**** Data excerpts ****

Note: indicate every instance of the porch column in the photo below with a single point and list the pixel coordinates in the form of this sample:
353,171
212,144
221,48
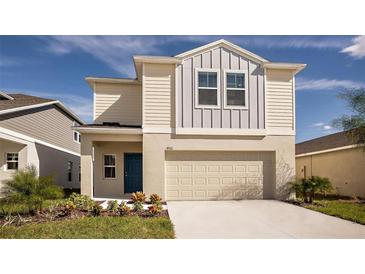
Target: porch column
87,178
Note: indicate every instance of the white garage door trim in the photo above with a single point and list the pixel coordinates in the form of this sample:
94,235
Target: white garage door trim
213,180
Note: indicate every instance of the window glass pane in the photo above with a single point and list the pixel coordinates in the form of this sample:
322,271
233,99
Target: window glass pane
109,160
12,165
12,156
207,97
109,172
212,79
240,80
236,97
235,80
203,79
230,80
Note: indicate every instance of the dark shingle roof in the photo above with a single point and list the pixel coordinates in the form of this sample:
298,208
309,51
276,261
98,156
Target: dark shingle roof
323,143
22,100
110,125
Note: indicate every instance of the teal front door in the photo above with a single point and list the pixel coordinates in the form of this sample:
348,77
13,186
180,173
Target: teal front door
132,172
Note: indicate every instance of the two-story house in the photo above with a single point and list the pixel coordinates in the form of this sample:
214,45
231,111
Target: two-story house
216,122
38,131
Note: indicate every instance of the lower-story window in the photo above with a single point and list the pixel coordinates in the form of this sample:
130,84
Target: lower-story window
12,161
109,166
69,171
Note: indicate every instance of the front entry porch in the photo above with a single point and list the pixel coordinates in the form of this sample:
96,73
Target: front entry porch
111,165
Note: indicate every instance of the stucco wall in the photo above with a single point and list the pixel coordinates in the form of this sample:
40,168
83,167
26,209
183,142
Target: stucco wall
7,146
111,188
344,168
54,162
156,145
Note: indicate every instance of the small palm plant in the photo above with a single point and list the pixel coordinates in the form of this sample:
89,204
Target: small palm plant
27,187
307,188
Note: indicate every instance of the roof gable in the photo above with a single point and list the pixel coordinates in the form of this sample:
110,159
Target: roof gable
225,44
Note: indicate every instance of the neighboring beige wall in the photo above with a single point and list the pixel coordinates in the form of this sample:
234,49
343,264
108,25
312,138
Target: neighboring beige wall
55,162
156,145
48,124
111,188
279,99
117,102
8,146
344,168
158,87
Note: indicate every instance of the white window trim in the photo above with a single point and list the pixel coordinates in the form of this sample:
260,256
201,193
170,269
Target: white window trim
225,89
115,166
196,91
6,161
78,137
68,172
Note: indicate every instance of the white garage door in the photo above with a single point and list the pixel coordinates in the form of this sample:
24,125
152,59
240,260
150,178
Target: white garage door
213,180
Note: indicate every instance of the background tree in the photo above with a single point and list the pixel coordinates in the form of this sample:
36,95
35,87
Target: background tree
353,124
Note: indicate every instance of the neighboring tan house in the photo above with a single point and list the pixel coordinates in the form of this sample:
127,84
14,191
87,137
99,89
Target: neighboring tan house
38,131
216,122
335,157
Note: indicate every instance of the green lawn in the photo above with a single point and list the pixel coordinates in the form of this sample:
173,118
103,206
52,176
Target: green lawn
345,209
15,208
132,227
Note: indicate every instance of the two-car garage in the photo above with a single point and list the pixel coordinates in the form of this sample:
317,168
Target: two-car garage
219,175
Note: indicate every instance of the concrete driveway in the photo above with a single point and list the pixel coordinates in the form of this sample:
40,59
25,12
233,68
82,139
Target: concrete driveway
256,219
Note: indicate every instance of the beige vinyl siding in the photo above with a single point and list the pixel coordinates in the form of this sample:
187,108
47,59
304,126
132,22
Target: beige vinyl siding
48,124
279,99
116,102
158,84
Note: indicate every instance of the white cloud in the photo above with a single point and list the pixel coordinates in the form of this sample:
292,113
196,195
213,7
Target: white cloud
115,51
357,49
7,61
322,126
80,105
326,84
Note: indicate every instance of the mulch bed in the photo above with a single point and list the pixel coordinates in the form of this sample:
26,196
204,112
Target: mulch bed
60,214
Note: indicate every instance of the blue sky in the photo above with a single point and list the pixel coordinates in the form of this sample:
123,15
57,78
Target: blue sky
55,67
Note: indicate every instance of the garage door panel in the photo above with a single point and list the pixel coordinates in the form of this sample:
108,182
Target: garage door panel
212,180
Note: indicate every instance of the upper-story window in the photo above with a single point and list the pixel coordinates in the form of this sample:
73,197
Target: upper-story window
76,135
207,88
235,89
12,161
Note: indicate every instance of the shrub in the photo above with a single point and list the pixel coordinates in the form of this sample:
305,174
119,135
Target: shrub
138,197
30,189
124,210
69,207
154,198
307,188
155,209
82,202
112,206
96,209
138,207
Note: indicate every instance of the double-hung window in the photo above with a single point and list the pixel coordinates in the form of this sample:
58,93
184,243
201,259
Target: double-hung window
235,89
12,161
207,88
109,166
69,171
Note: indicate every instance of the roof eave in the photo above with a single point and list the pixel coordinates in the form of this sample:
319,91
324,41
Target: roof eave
233,47
55,102
296,67
108,130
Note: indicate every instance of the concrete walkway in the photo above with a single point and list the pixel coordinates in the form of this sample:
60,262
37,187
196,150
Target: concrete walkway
256,219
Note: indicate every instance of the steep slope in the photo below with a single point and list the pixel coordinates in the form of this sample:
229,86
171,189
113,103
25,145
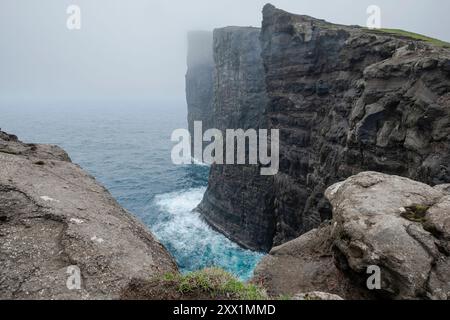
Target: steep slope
346,100
238,200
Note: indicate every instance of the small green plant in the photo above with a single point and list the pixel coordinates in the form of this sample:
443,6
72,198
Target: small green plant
216,283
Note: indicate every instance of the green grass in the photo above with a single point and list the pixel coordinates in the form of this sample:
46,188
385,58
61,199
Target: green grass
416,36
216,283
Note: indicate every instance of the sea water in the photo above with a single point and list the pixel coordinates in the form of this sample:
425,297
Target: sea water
126,147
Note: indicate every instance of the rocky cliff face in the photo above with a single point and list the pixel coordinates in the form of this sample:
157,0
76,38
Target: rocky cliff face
238,199
395,224
346,100
54,216
199,79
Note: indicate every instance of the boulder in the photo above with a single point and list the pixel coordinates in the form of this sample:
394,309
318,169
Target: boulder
56,220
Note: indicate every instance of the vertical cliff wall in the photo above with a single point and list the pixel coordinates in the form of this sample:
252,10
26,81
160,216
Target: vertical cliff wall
199,79
349,100
346,100
238,201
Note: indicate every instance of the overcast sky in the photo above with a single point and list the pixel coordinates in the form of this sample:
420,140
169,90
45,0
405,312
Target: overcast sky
136,49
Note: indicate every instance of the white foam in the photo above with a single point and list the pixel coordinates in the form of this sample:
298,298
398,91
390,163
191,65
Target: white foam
192,241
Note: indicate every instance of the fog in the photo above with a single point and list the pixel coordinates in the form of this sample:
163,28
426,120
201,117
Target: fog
135,50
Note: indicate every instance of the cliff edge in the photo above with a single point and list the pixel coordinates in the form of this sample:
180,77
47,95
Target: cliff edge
56,219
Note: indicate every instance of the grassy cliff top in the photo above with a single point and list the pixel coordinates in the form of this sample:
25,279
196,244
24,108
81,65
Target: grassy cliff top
415,36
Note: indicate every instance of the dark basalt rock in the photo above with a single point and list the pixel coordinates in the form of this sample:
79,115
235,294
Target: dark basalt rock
199,79
239,102
346,100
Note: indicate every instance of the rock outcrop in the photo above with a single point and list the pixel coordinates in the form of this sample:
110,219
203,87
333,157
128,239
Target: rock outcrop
395,224
199,80
55,219
346,100
238,199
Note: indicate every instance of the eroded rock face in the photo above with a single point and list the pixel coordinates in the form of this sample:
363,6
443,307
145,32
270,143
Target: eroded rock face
346,100
238,201
199,79
53,216
396,224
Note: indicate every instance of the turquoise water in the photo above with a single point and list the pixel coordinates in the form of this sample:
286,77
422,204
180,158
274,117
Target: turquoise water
127,148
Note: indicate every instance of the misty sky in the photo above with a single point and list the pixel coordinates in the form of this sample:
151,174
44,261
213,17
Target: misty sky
136,49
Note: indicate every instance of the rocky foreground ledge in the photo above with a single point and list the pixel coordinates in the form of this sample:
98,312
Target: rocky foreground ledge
396,224
55,218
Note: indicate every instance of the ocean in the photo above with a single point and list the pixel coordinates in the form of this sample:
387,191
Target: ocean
127,148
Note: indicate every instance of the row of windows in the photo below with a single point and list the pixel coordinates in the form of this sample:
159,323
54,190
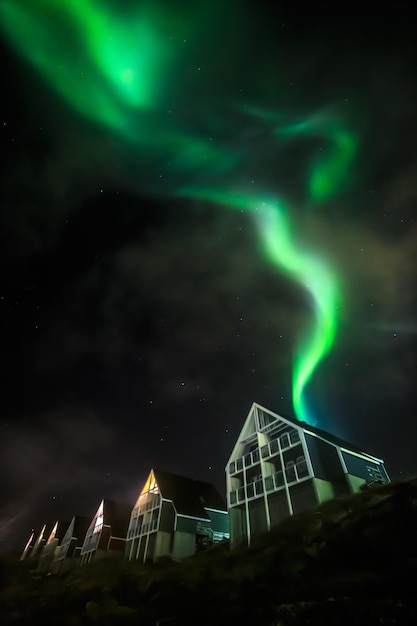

****

**Given task:**
Count the lines in the listing above that contain the string "basalt". Reply with the number alone.

**Response to this exercise:**
2